● **Exercise requirements**
Present the data once more in exactly its original form.

=== Exercise data ===

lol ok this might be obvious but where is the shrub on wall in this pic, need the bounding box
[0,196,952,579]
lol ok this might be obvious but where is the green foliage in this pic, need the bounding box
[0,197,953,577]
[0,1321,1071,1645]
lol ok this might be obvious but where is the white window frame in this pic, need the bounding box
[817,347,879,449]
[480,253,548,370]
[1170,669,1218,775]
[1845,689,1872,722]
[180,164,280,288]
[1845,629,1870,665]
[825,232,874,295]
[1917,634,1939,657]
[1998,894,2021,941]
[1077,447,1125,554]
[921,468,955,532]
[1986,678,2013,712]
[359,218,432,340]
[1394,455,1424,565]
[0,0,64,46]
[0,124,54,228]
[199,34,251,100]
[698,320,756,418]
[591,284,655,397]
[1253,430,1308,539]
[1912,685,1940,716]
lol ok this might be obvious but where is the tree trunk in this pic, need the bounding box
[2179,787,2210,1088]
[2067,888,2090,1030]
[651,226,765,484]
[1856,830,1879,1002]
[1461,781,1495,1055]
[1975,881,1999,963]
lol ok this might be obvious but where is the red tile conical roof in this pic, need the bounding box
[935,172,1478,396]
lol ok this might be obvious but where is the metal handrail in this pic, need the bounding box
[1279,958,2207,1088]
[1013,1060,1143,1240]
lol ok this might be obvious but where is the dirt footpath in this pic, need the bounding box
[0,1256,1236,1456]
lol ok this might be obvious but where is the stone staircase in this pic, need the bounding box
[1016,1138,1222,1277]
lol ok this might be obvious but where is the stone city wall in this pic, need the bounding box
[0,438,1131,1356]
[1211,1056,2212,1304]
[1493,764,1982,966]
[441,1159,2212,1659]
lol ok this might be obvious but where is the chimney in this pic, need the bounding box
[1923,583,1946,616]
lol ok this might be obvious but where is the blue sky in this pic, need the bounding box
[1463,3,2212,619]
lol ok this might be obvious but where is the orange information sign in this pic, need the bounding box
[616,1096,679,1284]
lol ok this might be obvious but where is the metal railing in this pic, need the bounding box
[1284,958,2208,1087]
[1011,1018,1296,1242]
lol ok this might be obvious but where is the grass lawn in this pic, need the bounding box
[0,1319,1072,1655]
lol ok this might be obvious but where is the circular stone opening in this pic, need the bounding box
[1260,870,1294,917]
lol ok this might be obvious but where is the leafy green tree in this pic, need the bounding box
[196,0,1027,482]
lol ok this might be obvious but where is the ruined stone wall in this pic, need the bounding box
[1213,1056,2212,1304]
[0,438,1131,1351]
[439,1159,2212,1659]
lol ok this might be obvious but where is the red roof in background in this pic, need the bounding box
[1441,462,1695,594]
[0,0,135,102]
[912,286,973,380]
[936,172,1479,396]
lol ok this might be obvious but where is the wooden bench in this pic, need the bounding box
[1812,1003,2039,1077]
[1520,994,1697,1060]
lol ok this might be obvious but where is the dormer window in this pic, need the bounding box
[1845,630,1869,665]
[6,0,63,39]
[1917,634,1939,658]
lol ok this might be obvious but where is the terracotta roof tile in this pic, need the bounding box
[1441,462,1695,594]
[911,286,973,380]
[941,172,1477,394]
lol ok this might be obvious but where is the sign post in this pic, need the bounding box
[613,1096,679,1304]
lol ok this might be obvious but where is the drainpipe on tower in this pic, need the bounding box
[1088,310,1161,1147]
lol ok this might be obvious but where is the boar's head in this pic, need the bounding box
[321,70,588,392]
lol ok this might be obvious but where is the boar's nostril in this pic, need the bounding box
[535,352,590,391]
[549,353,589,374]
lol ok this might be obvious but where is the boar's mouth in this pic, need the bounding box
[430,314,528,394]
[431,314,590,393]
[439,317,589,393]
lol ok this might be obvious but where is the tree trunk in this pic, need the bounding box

===

● **Result of the task**
lol ok this might be obvious but where is the shrub on wall in this pic, need the bounding box
[0,196,952,579]
lol ok this might be obvious but where is the green foliage in this pic, need the bounding box
[0,197,953,577]
[0,1321,1071,1645]
lol ok this might be obvious but where is the white window frame in this pic, need the bounding box
[817,347,879,449]
[480,253,548,370]
[1170,669,1218,775]
[1845,689,1872,722]
[180,164,280,288]
[1845,629,1870,665]
[825,232,874,295]
[1917,634,1939,657]
[1998,894,2021,941]
[1077,447,1125,554]
[921,468,955,532]
[1986,678,2013,712]
[359,218,432,340]
[1394,455,1424,565]
[0,0,64,46]
[0,124,54,228]
[199,34,251,100]
[698,320,756,418]
[591,284,655,397]
[1253,430,1308,539]
[1912,685,1940,716]
lol ok this might be obvious but where is the tree trunk in this pic, need the bounding box
[2179,787,2210,1088]
[2067,888,2090,1030]
[651,226,765,484]
[1856,830,1879,1002]
[1461,781,1495,1055]
[1975,881,1999,963]
lol ok this might be obvious but where is the red tile conical roof in this pic, need the bounding box
[935,172,1478,396]
lol ok this might be obvious but where is the metal handrail in this pic, need the bounding box
[1279,958,2207,1088]
[1013,1060,1143,1240]
lol ok this might be obvious but where is the dirt footpath in this pic, need the bounding box
[0,1256,1236,1456]
lol ok this might be obvious but where is the stone staircase in this pic, need the bounding box
[1016,1138,1222,1277]
lol ok this might be obvious but where is the stone city wall in this pic, need the bounding box
[0,438,1131,1356]
[1211,1056,2212,1304]
[1493,764,1982,966]
[441,1159,2212,1659]
lol ok this might be obvious but where is the chimney in this pic, need the bounding box
[1923,583,1946,616]
lol ok this might be obvious but where is the blue sky in this pic, need the bounding box
[1463,3,2212,619]
lol ok this might be obvious but where is the orange information sign in this pic, need the bounding box
[616,1096,679,1284]
lol ok this might be obvious but where is the metal railing in this pic, need the bounding box
[1284,958,2208,1087]
[1011,1018,1296,1242]
lol ok this might be obvious but where is the grass lawn in this pic, need the bounding box
[0,1319,1072,1655]
lol ok this might be obvious but where is the circular stone opening in this pic, need the bounding box
[1260,870,1294,917]
lol ok this might be obvious but where is the leafy green tree in this pic, need the bounding box
[196,0,1027,482]
lol ok this might be obvious but where is the ruined stone wall in this pic, need the bounding box
[1213,1056,2212,1304]
[0,438,1131,1351]
[439,1159,2212,1659]
lol ok this might be obvious but where is the red roof in background in this pic, need the bounding box
[1441,462,1695,594]
[0,0,135,102]
[912,286,973,380]
[936,172,1479,396]
lol ok this might be obvious but where is the wooden bench in this pic, need the bounding box
[1812,1003,2039,1077]
[1520,994,1697,1060]
lol ok this might be obvious but where is the dormer window in this pic, need the bounding box
[1845,630,1869,665]
[6,0,63,39]
[1917,634,1939,658]
lol ok this might be obvious but where is the terracotta roof tile in this pic, need the bounding box
[1441,462,1695,594]
[911,286,973,380]
[941,172,1477,394]
lol ok this might be obvious but where is the sign post in this pic, need the bounding box
[613,1096,679,1304]
lol ok this might be obvious but where is the drainpipe on tower in this pic, need the bounding box
[1088,310,1161,1147]
lol ok this might be obvious but where is the boar's head in this pic, need the bounding box
[321,70,588,392]
lol ok this might be obvious but where is the boar's nostril in this pic, need the bounding box
[535,352,590,391]
[549,353,589,374]
lol ok this might be obvious but where is the boar's mouth in this pic, need the bounding box
[430,314,528,394]
[431,314,590,393]
[439,317,589,393]
lol ok this might be obvious but where is the tree trunk in this pic, need the bounding box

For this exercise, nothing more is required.